EXTRACTED RECORDS:
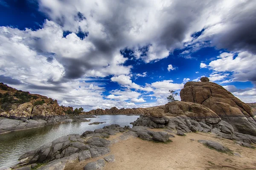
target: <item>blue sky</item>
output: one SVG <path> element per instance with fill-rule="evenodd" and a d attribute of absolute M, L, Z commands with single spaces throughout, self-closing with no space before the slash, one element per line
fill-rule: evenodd
<path fill-rule="evenodd" d="M 256 102 L 255 1 L 112 2 L 0 0 L 0 82 L 86 110 L 164 105 L 203 76 Z"/>

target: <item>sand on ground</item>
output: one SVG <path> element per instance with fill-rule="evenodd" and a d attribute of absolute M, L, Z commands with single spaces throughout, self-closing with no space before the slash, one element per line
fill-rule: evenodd
<path fill-rule="evenodd" d="M 78 161 L 68 164 L 65 170 L 82 170 L 87 163 L 110 155 L 115 156 L 116 161 L 106 163 L 105 170 L 256 170 L 256 150 L 240 146 L 235 141 L 217 138 L 210 133 L 175 135 L 175 137 L 170 138 L 172 142 L 167 143 L 143 140 L 131 136 L 125 139 L 121 137 L 122 133 L 119 133 L 108 139 L 113 143 L 109 154 L 81 162 Z M 221 143 L 241 157 L 210 149 L 198 142 L 200 139 Z"/>

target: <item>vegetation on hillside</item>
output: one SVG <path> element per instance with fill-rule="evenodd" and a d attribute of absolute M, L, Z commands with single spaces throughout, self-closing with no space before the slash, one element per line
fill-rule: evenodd
<path fill-rule="evenodd" d="M 174 98 L 175 96 L 178 95 L 178 93 L 173 90 L 169 90 L 169 91 L 171 94 L 167 97 L 167 100 L 168 100 L 168 102 L 169 103 L 170 102 L 178 101 L 178 100 L 176 100 Z"/>

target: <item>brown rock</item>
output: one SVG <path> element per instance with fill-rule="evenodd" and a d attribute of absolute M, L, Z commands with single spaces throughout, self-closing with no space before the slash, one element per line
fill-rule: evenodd
<path fill-rule="evenodd" d="M 9 116 L 18 118 L 30 118 L 33 107 L 33 105 L 30 103 L 25 103 L 20 105 L 16 109 L 14 110 L 11 110 L 9 112 Z"/>
<path fill-rule="evenodd" d="M 188 82 L 180 95 L 182 101 L 210 108 L 236 131 L 256 135 L 256 119 L 250 107 L 222 86 L 212 82 Z"/>
<path fill-rule="evenodd" d="M 201 81 L 201 82 L 207 82 L 210 81 L 210 80 L 208 77 L 201 77 L 201 78 L 200 79 L 200 81 Z"/>
<path fill-rule="evenodd" d="M 150 116 L 152 117 L 161 118 L 163 117 L 163 113 L 164 113 L 164 110 L 161 109 L 152 109 L 150 110 L 149 113 Z"/>
<path fill-rule="evenodd" d="M 220 117 L 211 109 L 196 103 L 178 101 L 169 103 L 165 106 L 168 108 L 169 113 L 175 116 L 185 115 L 199 122 L 204 119 L 209 123 L 217 123 L 221 121 Z"/>

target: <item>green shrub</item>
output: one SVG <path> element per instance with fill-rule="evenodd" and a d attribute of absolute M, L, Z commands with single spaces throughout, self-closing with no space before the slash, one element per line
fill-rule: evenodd
<path fill-rule="evenodd" d="M 14 97 L 11 95 L 9 93 L 6 93 L 2 96 L 2 98 L 0 101 L 1 103 L 15 103 L 17 100 L 14 99 Z"/>
<path fill-rule="evenodd" d="M 34 105 L 43 105 L 44 103 L 45 103 L 45 102 L 44 102 L 44 99 L 42 99 L 41 101 L 38 100 L 37 101 L 35 101 L 35 103 L 34 103 Z"/>
<path fill-rule="evenodd" d="M 81 107 L 79 109 L 76 108 L 76 109 L 74 110 L 73 113 L 74 114 L 79 114 L 82 113 L 83 111 L 84 111 L 84 109 Z"/>

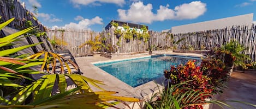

WHAT TO PRODUCE:
Output every line of the records above, except the picture lines, as a JSON list of strings with one string per line and no blank lines.

THE SOLUTION:
[
  "target: <item>blue sky</item>",
  "output: one SVG <path> element per instance with fill-rule=\"evenodd\" and a d attribute of absolute M, L, Z commands with single spaces throughout, self-closing with no space before the slash, one element per line",
  "fill-rule: evenodd",
  "<path fill-rule=\"evenodd\" d=\"M 256 102 L 255 1 L 112 2 L 0 0 L 0 82 L 86 110 L 164 105 L 203 76 Z\"/>",
  "target: <item>sand on ground</item>",
  "output: one SVG <path> element per instance with fill-rule=\"evenodd\" and a d attribute of absolute M, L, Z commands with single spaces throughout, self-closing with no space before the slash, one element per line",
  "fill-rule: evenodd",
  "<path fill-rule=\"evenodd\" d=\"M 78 161 L 68 164 L 65 170 L 82 170 L 87 163 L 110 155 L 115 156 L 116 161 L 106 163 L 105 170 L 256 170 L 256 150 L 240 146 L 235 141 L 217 138 L 210 133 L 175 135 L 175 137 L 170 138 L 172 142 L 167 143 L 143 140 L 131 136 L 125 139 L 121 137 L 122 133 L 119 133 L 108 139 L 113 143 L 109 154 L 81 162 Z M 221 143 L 241 157 L 210 149 L 198 142 L 200 139 Z\"/>",
  "target: <item>vegetation on hillside</item>",
  "output: one SVG <path> element per instance with fill-rule=\"evenodd\" and a d attribute of absolute M, L, Z commands with single spaces throughout, self-closing with no space before the slash, one element per line",
  "fill-rule: evenodd",
  "<path fill-rule=\"evenodd\" d=\"M 174 98 L 175 96 L 178 95 L 178 93 L 173 90 L 169 90 L 169 91 L 171 94 L 167 97 L 167 100 L 168 100 L 168 102 L 169 103 L 170 102 L 178 101 L 178 100 L 176 100 Z\"/>",
  "target: <item>brown rock</item>",
  "output: one SVG <path> element per instance with fill-rule=\"evenodd\" and a d attribute of absolute M, L, Z commands with single spaces throughout, self-closing with no space before the slash, one element per line",
  "fill-rule: evenodd",
  "<path fill-rule=\"evenodd\" d=\"M 9 116 L 18 118 L 30 118 L 33 107 L 33 105 L 30 103 L 25 103 L 20 105 L 16 109 L 14 110 L 11 110 L 9 112 Z\"/>",
  "<path fill-rule=\"evenodd\" d=\"M 188 82 L 180 95 L 182 101 L 210 108 L 236 131 L 256 135 L 256 119 L 250 107 L 222 86 L 212 82 Z\"/>",
  "<path fill-rule=\"evenodd\" d=\"M 201 81 L 201 82 L 207 82 L 210 81 L 210 80 L 208 77 L 201 77 L 201 78 L 200 79 L 200 81 Z\"/>",
  "<path fill-rule=\"evenodd\" d=\"M 150 116 L 152 117 L 161 118 L 163 117 L 163 113 L 164 113 L 164 110 L 161 109 L 152 109 L 150 110 L 149 113 Z\"/>",
  "<path fill-rule=\"evenodd\" d=\"M 220 117 L 211 109 L 196 103 L 178 101 L 169 103 L 165 106 L 168 108 L 169 113 L 175 116 L 185 115 L 199 122 L 204 119 L 209 123 L 217 123 L 221 121 Z\"/>",
  "target: <item>green shrub</item>",
  "output: one SVG <path> element per instance with fill-rule=\"evenodd\" and a d attribute of absolute M, L, Z commands with single spaces throughout, self-closing with no space before the slash, one element per line",
  "fill-rule: evenodd",
  "<path fill-rule=\"evenodd\" d=\"M 14 97 L 11 95 L 9 93 L 6 93 L 2 96 L 2 98 L 0 101 L 1 103 L 15 103 L 17 100 L 14 99 Z\"/>",
  "<path fill-rule=\"evenodd\" d=\"M 34 105 L 43 105 L 44 103 L 45 103 L 45 102 L 44 102 L 44 99 L 42 99 L 41 101 L 38 100 L 37 101 L 35 101 L 35 103 L 34 103 Z\"/>",
  "<path fill-rule=\"evenodd\" d=\"M 81 107 L 79 109 L 76 108 L 76 109 L 74 110 L 73 113 L 74 114 L 79 114 L 82 113 L 83 111 L 84 111 L 84 109 Z\"/>"
]